* [Excerpted passage]:
"""

But…in the unlikely event that someone from CompTIA does come across this, I would like you to keep in mind that I have nothing against you personally, everything I write is satire, I didn’t mean it I’m sorry here’s the deed to my soul etc. etc.
Don’t ask how I found this site, but Nex and I spent about an hour following the links and laughing at everything:
http://www.puberty101.com/
Hmm..I feel that I’m entitled to at least one mindless teenage rant every once in a great while…
Today, my parents drove Valerie and me (along with my brother and his friend Jacob) down to Appleton to meet with my grandparents; we all screwed around at the new all-you-can-eat restaurant, then walked down to Petsmart to visit the fishies. After that, the four of us (Ryan, Jacob, Valerie and I) went to the movies while my parents walked around the mall. There was time before the movie, so Valerie and I played air hockey, DDR, some other crazy japanese game…
Then we all went to watch the movie: Hitch, with Will Smith. It was pretty good, although watching it with Valerie made it much better; especially the ending.
After that, we went back into Funset Bvd., played some more DDR, raced a few times, played a very stupid guitar game, and sipped from the same cup of Root Beer (I know, romantic, right?).
¤ ¤ ¤ ¤ ¤
Typical teenage rants go as follows:
- I hate my parents.
- I hate my life.
- I hate everything.
- I love my girlfriend/boyfriend.
- Either I had a wonderful day due entirely to my boyfriend/girlfriend; I had a horrible day due to my hormones and general ineptitude, although I’ll blame it on everyone other than myself; or I had a mediocre day due to my excessive apathy, although I’ll once again put the blame on everyone else.

"""

* [Task list]:
**A)** Answer these questions about the blog post, one line each, marked the same way:
(i) What movie did the group go to see?
(ii) What drink did the writer and Valerie sip from the same cup?
(iii) Who spent about an hour following the links with the writer?
**B)** Continue the blog post from the point where it stops.

* [Data listing]:
"""

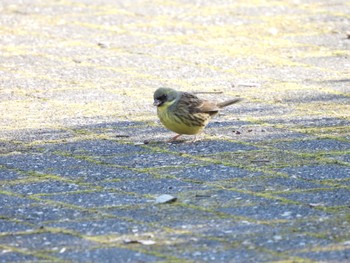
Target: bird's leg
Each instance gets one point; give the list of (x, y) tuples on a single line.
[(174, 138)]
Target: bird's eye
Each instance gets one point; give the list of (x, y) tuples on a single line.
[(163, 97)]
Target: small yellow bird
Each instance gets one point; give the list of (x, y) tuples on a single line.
[(185, 113)]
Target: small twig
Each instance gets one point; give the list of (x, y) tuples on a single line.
[(207, 92)]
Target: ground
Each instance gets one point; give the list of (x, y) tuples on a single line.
[(83, 157)]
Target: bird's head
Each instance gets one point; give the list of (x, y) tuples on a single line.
[(164, 95)]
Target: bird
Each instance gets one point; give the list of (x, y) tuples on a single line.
[(185, 113)]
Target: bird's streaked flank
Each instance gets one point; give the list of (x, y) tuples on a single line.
[(185, 113)]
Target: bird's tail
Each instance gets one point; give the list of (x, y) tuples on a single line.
[(228, 102)]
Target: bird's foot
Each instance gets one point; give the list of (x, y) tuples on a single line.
[(174, 138)]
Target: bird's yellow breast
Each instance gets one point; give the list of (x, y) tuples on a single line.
[(174, 123)]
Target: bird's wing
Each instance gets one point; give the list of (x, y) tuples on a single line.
[(196, 105)]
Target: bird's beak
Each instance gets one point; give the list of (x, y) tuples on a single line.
[(157, 103)]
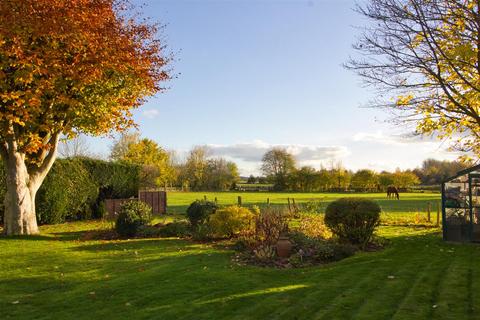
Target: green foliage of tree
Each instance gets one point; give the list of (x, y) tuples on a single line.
[(277, 165), (156, 165), (423, 57)]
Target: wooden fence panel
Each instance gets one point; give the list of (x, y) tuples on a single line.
[(113, 206), (156, 199)]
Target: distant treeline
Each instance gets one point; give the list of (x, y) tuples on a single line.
[(199, 171)]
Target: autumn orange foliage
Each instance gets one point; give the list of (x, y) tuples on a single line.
[(68, 67)]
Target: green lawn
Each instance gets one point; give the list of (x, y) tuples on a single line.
[(56, 276)]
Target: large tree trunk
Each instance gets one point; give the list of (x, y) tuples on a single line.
[(23, 183), (19, 200)]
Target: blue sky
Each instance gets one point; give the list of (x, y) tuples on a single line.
[(253, 74)]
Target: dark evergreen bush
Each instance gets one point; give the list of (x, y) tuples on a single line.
[(67, 193), (199, 211), (132, 216), (76, 188), (353, 219)]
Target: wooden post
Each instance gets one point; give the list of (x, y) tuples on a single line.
[(429, 207), (438, 214)]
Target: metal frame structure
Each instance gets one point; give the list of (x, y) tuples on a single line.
[(461, 206)]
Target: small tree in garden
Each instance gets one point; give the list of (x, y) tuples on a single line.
[(66, 67)]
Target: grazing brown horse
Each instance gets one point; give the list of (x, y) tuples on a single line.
[(392, 191)]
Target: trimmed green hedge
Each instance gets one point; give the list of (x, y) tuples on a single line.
[(75, 188)]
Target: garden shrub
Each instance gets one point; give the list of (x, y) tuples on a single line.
[(67, 193), (131, 217), (314, 226), (229, 221), (269, 224), (199, 211), (353, 219), (202, 232), (314, 250), (76, 188)]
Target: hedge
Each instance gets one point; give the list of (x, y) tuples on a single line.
[(75, 188)]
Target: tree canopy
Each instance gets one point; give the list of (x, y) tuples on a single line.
[(67, 67), (423, 56)]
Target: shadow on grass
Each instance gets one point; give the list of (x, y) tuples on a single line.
[(171, 278)]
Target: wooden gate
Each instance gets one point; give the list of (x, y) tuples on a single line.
[(155, 199)]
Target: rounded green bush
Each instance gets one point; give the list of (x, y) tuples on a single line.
[(132, 216), (199, 211), (353, 220)]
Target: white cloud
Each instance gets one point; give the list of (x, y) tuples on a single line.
[(252, 152), (151, 113), (390, 139)]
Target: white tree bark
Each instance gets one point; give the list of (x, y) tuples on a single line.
[(22, 186)]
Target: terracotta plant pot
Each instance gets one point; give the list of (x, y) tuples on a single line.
[(284, 247)]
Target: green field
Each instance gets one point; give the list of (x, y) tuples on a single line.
[(57, 276), (404, 209), (62, 275)]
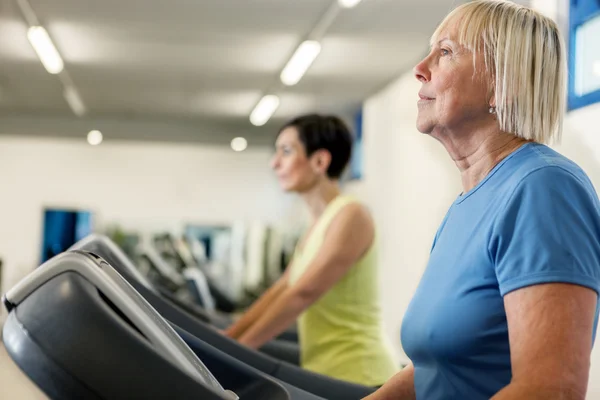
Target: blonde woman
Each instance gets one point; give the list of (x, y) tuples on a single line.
[(507, 307)]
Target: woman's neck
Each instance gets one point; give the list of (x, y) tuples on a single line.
[(476, 155), (319, 196)]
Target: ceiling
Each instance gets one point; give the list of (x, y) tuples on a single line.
[(193, 70)]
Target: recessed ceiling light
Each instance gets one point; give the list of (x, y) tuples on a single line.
[(95, 137), (348, 3), (239, 144)]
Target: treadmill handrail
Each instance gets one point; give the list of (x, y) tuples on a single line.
[(98, 271), (123, 258)]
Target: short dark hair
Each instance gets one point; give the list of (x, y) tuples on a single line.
[(324, 132)]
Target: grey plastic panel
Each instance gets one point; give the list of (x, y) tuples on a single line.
[(95, 240), (109, 282)]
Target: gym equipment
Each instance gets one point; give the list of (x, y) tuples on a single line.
[(188, 326), (79, 330), (183, 260)]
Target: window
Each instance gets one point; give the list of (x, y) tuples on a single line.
[(584, 53)]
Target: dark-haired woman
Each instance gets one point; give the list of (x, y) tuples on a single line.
[(331, 284)]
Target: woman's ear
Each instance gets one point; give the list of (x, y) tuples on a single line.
[(321, 161)]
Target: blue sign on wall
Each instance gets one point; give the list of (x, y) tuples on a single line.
[(356, 163), (62, 229), (584, 53)]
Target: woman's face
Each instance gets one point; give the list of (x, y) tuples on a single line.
[(455, 94), (295, 171)]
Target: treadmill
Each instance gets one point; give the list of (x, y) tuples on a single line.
[(183, 258), (77, 329), (194, 330)]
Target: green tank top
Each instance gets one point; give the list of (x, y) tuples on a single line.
[(341, 335)]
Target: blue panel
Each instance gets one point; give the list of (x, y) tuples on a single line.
[(356, 163), (584, 53), (62, 228)]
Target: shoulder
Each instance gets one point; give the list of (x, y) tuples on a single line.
[(353, 212), (352, 224), (541, 171)]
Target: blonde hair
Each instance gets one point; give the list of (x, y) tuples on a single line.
[(525, 54)]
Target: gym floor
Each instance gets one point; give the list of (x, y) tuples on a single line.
[(13, 383)]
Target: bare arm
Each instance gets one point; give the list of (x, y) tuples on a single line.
[(259, 307), (550, 332), (348, 237), (400, 387)]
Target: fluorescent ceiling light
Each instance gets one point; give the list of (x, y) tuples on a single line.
[(72, 97), (95, 138), (239, 144), (300, 62), (348, 3), (597, 67), (43, 46), (264, 110)]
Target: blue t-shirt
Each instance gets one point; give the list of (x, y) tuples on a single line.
[(534, 219)]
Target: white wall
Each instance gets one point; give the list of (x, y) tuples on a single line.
[(141, 186), (410, 182)]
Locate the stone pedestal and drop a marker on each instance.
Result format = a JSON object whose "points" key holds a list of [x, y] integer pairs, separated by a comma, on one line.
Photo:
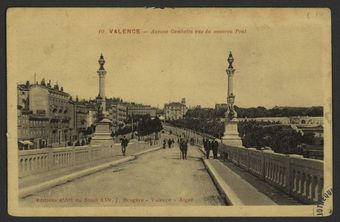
{"points": [[231, 136], [102, 133]]}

"""

* [Answers for each item]:
**A)**
(i) Hitch, with Will Smith.
(ii) Root Beer.
(iii) Nex.

**B)**
Although I’m not going to say that I hate my parents, because I don’t, nor will I say that I hate my life, because I’ve never been dramatic (hormonal) enough to believe that I do, I will say this:
Despite the fact that I’ve condemned more than one teenager on more than one occasion for saying this kind of thing at such a young and impressionable age, I truly believe that I’ve fallen in love with Valerie.
I doubt there is any more pleasant a note I can end this entry on.
Today during church (apparently it’s Good Friday, though I don’t see what’s so good about it. Isn’t this the day that Jesus died?), the pastor went into a long, drawn out prayer for just about everyone imaginable:
“…and let us pray for those who have passed; and let us pray for the President, and all other leaders; and let us pray for the evil-doers…”
When I heard this, I nearly burst out laughing, although I was able to contain it (after Valerie elbowed me in the ribs). However, when I got home I immediately cracked up…
“Of course the people don’t want war. But after all, it’s the leaders of the country who determine the policy, and it’s always a simple matter to drag the people along whether it’s a democracy, a facist dictatorship, a parliament, or a communist dictatorship. Voice or no voice, the people can always be brought to the bidding of the leaders. That is easy. All you have to do is tell them they are being attacked, and denounce the pacifists for lack of patriotism, and exposing the country to great danger.”